[start THE INPUT]

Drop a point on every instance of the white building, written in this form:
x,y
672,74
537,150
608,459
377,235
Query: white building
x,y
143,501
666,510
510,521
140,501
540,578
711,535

[end THE INPUT]

▸ **JOB**:
Rewrite the items above with "white building" changed to "red building" throughout, keeping everything else the same.

▸ **RESULT**:
Drop a point on every instance of the red building, written in this form:
x,y
672,74
537,150
608,459
377,235
Query: red building
x,y
143,501
666,510
510,521
140,501
540,578
711,535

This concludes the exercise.